> **Instruksi a**
Baris mana saja dalam catatan di bawah yang memuat kata "blue"? Temukan dan salin setiap baris tersebut.

> **Teks Bacaan**
-*-*-

Margaret LaCovara-Reveira (Sumber: Facebook)

Pada bulan Maret 1984, di tengah krisis emosional yang saya alami, saya membuat keputusan untuk menerima Yesus Kristus sebagai Juruselamat pribadi saya. Saya menyadari kalau saya butuh bertumbuh dalam berbagai hal yang berhubungan dengan Tuhan dan membiasakan diri dengan Firman-Nya. Saya tidak takut “dijual” kepada Allah, karena kasih saya bagi Sang Juruselamat sudah dibina sejak masa kanak-kanak. Sebagai seorang pelajar Katolik yang usianya delapan tahun, ikut Misa harian adalah hal yang biasa, dan praktik ini berlangsung lama setelah ini. Secara harfiah, ada sukacita berada di hadirat Tuhan dan berdoa. Kendati demikian, saya masih melakukan hal yang sangat menyimpang dari-Nya, terutama di usia 20-an. Sepanjang hidup saya, penampilan saya sering dipertanyakan, dan meskipun humor yang menyindir menjadi bagian dari tata bicara saya, saya tidak punya harga diri yang pantas, memulai pencarian cinta yang tak ada hentinya. Saya dengan cepat mengadopsi gaya hidup pergaulan bebas sebagai sarana untuk memuaskan tujuan saya. Namun, hal itu sia-sia. Terlepas dari kesenangan fisik, sebagaian besar perjumpaan yang saya alami tidak menghasilkan apa-apa selain dari kejatuhan emosional.

-*-*-

> **Bahan yang Disediakan**

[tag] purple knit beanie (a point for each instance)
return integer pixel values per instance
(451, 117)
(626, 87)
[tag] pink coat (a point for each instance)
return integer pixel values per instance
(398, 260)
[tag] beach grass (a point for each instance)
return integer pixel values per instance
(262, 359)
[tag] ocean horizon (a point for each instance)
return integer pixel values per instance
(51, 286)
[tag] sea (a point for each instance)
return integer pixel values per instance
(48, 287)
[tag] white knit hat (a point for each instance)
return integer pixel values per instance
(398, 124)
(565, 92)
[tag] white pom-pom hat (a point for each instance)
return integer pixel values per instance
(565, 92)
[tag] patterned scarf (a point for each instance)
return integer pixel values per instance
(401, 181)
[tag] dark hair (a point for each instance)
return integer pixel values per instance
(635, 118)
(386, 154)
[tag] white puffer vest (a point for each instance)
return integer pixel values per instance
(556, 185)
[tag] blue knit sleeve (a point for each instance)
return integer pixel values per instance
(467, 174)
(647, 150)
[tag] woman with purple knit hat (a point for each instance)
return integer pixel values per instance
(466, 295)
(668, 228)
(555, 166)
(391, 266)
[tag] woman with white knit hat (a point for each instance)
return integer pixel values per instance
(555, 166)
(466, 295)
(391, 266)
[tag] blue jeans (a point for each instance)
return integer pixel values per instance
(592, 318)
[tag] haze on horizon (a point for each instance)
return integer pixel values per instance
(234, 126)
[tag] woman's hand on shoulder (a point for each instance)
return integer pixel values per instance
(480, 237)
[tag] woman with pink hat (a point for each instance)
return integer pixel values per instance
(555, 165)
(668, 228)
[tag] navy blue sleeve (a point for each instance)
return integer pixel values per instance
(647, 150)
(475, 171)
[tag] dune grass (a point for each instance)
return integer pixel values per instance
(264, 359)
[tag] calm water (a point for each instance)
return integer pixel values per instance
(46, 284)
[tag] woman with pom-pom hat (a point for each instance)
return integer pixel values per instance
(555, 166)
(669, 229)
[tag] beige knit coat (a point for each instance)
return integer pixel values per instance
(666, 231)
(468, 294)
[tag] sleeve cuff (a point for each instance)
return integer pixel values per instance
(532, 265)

-*-*-

> **Instruksi b**
Bisakah Anda melanjutkan kisah pertobatan di atas, mulai tepat setelah kalimat terakhirnya?

> **Jawaban yang Diharapkan a**
[tag] blue knit sleeve (a point for each instance)
[tag] blue jeans (a point for each instance)
[tag] navy blue sleeve (a point for each instance)

> **Jawaban yang Diharapkan b**
Tak lama setelah saya menerima Tuhan, ada seorang teman yang bernama Laura, dia berperan penting bagi saya dalam mengikuti Tuhan. Dia mulai terus menerus mengucapkan sesuatu yang menentang ajaran Katolik dan berulang kali memaksa saya untuk mencari dan bergabung dengan persekutuan non-denominasi, di mana masalah-masalah tentang Alkitab dijelaskan. Dia juga bersikeras bahwa berkat Tuhan bagi saya akan tertunda kecuali saya patuh dengan permasalah ini. Saya dihadapkan dengan dilema: “Ke mana saya harus pergi?” Saya tahu kalau saya harus mendalami Firman Tuhan, namun saya enggan mengesampingkan agama yang sudah menjadi bagian inti kehidupan saya sejak bayi. Apalagi saya sangat terlibat dengan berbagai urusan di paroki saya. Namun, atas desakan terus menerus yang dilakukan Laura, akhirnya saya setuju untuk mengunjungi gerejanya, dan pada hari Minggu tanggal 3 Juni 1984, sesudah saya terlebih dahulu ikut Misa, kemudian saya ikut bersama Laura ke gerejanya. Dengan pengecualian ketika saya ikut penjelajahan tamasya singkat di Great Neck tiga tahun sebelumnya, ikut ke acara perkawinan sepupu saya di sebuah sinagoga, saya tidak pernah berada di dalam gereja atau tempat ibadah lain selain gereja Katolik. Tetap saja, saya sudah berspekulasi, dan tidak terlalu terkejut menemukan suatu tempat ibadah tanpa patung, artefak suci, dan seni suci, dan sebagainya.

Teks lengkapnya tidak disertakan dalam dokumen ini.